== Task instructions ==
Every line in the data below that holds "snow" should be found and copied.
Input section start
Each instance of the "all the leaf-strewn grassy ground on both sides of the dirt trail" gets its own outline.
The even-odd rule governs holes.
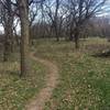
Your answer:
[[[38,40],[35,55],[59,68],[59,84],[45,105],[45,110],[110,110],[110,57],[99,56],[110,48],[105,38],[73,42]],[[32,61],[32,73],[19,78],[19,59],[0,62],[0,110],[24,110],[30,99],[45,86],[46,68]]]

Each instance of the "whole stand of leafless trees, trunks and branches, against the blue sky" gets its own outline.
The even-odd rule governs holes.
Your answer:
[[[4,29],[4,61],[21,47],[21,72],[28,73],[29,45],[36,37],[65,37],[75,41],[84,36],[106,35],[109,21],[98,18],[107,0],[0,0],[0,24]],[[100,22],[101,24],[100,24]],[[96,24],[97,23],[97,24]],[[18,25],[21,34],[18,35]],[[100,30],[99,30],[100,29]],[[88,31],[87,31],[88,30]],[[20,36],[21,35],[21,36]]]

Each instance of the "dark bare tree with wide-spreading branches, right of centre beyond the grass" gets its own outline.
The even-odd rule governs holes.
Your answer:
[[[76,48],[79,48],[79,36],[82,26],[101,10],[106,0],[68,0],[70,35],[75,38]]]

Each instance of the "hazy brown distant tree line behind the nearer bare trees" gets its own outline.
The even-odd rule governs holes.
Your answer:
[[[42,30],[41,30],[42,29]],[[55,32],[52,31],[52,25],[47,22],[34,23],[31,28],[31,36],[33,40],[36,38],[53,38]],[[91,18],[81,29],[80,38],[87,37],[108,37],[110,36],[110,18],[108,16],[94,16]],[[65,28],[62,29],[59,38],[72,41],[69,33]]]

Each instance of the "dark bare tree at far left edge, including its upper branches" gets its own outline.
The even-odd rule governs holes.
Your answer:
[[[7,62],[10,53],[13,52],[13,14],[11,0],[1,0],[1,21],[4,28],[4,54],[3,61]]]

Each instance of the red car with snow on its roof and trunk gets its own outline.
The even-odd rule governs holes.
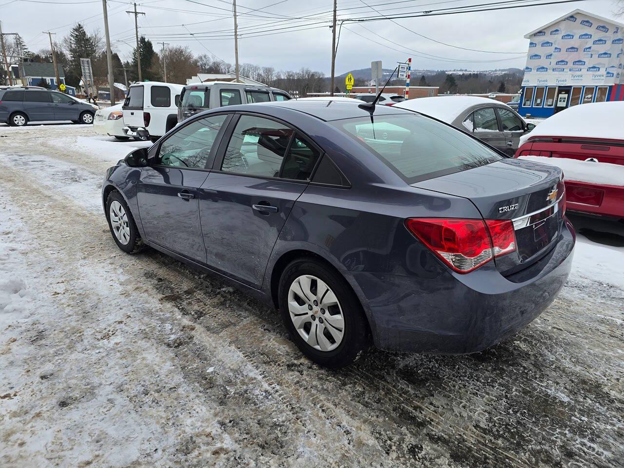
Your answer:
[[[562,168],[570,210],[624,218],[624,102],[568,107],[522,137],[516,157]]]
Input section end
Input section start
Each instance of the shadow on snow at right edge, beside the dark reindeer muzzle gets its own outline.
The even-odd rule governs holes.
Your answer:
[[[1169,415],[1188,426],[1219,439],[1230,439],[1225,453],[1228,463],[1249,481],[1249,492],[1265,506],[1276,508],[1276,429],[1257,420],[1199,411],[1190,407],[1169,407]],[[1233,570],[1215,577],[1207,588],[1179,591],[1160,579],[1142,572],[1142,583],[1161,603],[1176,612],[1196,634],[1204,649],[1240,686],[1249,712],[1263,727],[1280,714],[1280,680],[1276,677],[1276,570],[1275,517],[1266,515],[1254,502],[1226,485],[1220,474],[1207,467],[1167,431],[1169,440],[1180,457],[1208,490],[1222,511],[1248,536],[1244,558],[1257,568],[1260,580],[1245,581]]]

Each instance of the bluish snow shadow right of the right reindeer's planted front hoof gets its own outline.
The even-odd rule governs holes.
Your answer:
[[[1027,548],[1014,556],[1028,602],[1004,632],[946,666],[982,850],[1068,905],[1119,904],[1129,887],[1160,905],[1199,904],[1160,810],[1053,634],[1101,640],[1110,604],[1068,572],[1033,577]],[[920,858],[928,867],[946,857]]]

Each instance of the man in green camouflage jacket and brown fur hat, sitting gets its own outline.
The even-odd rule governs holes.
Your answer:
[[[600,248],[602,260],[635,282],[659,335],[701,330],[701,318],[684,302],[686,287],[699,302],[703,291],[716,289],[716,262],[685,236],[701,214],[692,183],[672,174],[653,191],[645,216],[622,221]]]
Input section end
Input section start
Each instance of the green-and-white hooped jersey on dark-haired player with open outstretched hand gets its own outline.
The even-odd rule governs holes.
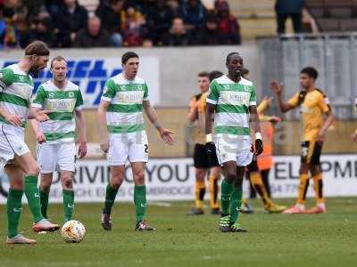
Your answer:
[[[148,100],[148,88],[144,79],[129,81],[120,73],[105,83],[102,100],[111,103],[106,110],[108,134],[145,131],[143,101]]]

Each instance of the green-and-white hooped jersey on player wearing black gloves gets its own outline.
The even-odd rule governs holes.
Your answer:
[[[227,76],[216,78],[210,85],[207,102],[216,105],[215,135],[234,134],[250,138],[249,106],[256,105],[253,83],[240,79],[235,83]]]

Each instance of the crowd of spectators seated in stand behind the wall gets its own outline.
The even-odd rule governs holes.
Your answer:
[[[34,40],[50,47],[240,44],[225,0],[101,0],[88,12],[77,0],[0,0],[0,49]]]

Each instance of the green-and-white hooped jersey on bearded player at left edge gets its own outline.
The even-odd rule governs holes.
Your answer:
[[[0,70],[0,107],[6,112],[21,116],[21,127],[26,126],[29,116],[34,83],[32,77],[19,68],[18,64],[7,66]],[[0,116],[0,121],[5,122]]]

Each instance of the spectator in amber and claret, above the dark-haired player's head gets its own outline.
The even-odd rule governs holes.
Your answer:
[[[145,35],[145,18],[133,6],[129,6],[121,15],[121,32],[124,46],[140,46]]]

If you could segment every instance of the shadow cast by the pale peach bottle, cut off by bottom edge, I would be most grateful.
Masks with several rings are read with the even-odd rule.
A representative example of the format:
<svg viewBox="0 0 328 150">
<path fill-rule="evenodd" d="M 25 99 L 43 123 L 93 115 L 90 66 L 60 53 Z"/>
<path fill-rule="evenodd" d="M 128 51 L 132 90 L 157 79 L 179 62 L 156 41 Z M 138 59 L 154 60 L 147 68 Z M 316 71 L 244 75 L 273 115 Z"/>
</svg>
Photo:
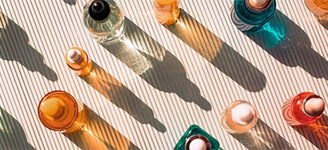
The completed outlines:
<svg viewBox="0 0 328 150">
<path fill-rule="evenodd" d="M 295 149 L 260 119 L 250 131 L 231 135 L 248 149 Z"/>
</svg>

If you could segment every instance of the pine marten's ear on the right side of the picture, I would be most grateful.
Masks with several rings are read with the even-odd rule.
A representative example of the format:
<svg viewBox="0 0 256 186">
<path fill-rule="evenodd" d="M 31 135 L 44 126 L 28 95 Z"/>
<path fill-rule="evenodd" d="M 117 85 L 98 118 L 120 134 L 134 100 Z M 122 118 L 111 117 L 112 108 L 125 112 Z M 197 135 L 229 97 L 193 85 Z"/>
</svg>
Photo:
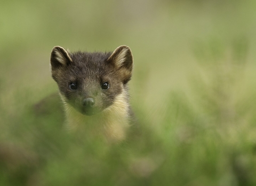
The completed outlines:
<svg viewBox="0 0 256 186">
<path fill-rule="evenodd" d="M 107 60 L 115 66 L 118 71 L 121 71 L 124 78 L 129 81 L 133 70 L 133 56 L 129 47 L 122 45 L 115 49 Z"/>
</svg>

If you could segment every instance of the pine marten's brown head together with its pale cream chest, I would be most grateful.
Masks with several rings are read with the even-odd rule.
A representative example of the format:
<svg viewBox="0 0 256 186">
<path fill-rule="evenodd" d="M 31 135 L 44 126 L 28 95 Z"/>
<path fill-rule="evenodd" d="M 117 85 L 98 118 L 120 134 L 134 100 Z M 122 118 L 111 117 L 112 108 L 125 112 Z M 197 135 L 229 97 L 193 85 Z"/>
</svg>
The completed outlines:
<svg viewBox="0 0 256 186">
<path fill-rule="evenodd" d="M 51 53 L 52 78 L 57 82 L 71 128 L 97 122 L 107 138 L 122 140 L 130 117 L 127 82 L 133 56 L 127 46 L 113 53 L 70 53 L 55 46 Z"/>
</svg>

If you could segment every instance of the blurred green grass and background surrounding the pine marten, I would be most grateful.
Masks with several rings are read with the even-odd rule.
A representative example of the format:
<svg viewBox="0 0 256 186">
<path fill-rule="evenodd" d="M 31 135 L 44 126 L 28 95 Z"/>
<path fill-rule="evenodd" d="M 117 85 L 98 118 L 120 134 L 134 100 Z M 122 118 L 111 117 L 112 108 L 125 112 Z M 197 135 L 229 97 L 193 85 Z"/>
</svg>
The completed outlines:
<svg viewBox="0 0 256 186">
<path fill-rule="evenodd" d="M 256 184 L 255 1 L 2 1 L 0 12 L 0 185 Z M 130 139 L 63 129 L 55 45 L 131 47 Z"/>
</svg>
Input section end
== Response below ==
Each instance of the red car with snow on its roof and trunk gets its own outline.
Each instance of the shadow on snow at right edge, beside the dark reindeer muzzle gets its own outline.
Each instance of the bluish snow shadow right of the right reindeer's planted front hoof gets its own outline.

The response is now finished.